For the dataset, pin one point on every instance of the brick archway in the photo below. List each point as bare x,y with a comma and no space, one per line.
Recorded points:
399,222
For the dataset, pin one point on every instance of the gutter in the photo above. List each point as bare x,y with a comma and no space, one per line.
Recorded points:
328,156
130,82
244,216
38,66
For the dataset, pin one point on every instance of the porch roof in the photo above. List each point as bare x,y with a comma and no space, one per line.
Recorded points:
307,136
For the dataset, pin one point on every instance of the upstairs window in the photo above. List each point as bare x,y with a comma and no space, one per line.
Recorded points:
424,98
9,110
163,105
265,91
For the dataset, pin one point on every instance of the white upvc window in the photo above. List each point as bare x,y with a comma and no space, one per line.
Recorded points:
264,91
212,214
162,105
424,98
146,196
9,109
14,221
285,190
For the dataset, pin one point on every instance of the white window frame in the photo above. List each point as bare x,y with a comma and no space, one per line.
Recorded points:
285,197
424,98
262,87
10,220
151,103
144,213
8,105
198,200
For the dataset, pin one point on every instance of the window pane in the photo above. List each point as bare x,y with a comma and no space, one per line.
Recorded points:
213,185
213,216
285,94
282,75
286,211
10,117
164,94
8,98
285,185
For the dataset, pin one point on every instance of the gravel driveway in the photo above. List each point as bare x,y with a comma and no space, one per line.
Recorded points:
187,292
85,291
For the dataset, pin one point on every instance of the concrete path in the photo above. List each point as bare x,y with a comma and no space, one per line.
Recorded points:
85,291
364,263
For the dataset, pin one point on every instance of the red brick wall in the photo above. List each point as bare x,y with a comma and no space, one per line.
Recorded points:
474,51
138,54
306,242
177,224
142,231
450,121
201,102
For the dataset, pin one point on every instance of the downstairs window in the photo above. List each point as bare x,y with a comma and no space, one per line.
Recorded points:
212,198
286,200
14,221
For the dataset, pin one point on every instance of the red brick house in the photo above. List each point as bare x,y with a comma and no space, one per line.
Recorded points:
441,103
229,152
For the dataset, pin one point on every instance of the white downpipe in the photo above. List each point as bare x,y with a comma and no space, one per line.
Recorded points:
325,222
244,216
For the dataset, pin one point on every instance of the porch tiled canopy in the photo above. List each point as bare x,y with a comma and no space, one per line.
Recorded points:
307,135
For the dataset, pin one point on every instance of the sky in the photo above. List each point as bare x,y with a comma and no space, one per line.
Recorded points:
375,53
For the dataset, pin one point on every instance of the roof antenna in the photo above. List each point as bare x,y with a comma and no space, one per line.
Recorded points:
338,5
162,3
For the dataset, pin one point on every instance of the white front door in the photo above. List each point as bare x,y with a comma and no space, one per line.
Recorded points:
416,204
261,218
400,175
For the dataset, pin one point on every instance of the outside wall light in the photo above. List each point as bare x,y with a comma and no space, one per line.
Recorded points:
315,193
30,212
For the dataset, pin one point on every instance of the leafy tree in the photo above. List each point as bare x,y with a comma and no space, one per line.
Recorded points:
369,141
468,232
^^^^
» Task directions: Write out every entry again so that each line matches the original exactly.

» Answer to this task:
For the dataset, pin one point on every instance of the brick archway in the photo below. List each point as bare x,y with a comma and no space, one per line.
Recorded points:
399,222
For the dataset, pin one point on every instance of the gutter in the photo above. List each point as bare x,y with a comma and no space, one per line.
Recorded points:
328,156
130,82
244,216
38,66
For the dataset, pin one point on every instance of the porch roof in the photo above. List each point as bare x,y with a comma and no space, one per line.
Recorded points:
307,136
For the dataset, pin one point on every instance of the upstairs window in the photo above. List each point as bare x,y with a comma and no space, one per line.
Recorded points:
424,98
9,110
163,105
265,91
For the dataset, pin one point on every instance of the white upvc window in the photo above. List each point as bare x,y with a comma and no space, one per line.
Recorded points:
264,91
212,214
162,105
424,98
146,196
9,109
14,221
285,190
For the dataset, pin one point on every instance of the white window frame in the photo above. List each point as bare x,y with a comma and no space, one per line.
Recorded points:
285,197
424,98
262,87
10,220
151,103
144,213
8,105
198,200
For the dataset, pin one point on every instance of the window pane in the photo above. List each point as bare x,y with a comma and no space, one per line.
Recorded points:
213,185
213,216
285,94
282,75
286,211
10,117
164,94
8,98
285,185
For the dataset, pin one point on every instance of the gravel driveway in the photo above. List each point as bare x,y with a comma and no space, one per line.
Recorded points:
187,292
85,291
For the dataset, pin one point on every instance of the concrete path in the photo above. List each point as bare x,y with a comma and no space, one per line.
Recorded points:
85,291
364,263
For the dataset, pin one point on every instance of the red brick wall in the photo above. List each point as bare x,y with a comma and no space, one per line.
Recorded points:
474,51
138,54
306,242
177,224
142,231
450,121
201,102
For the dataset, pin one point on every instance of the downstairs window in the photo above. List each point as bare x,y with a comma and no space, one per line.
Recorded points:
212,198
286,200
14,221
For the dataset, pin one point on every instance of the red brick house in the photo above. List each point as bare x,y with a comma and no space, one per line.
Recorded points:
441,103
229,152
For the dataset, pin one point on every instance of the white downpipe in the photo above. List each point as bare x,y with a comma and no space, one per line.
Recorded points:
325,222
244,216
For the dataset, pin one point on every instance of the porch tiled canopy in the photo above. List each point as bare x,y with a comma and no space, one per line.
Recorded points:
307,135
For the dataset, pin one point on every instance of the sky in the photo above. List each point as bare x,y with a comma and no space, one per line.
Recorded points:
375,53
For the dataset, pin one point on every instance of the roof antenna in the photo above. List each point as bare x,y with a comma and no space, one per line.
Recorded points:
338,5
162,3
For the dataset, pin one point on every instance of the white front door in the photo above. List each point as bare x,y with a comma and no space, one per line.
Recorded points:
416,204
261,218
400,175
For the dataset, pin one point on every instance of the outside wall light in the photo above. List each point as bare x,y with a comma and no space, one per line.
Recorded points:
315,193
30,212
For the dataset, pin one point on every instance of the leafy tree in the photo above. List each point as bare x,y with a comma and no space, one per line.
Recorded points:
369,141
468,232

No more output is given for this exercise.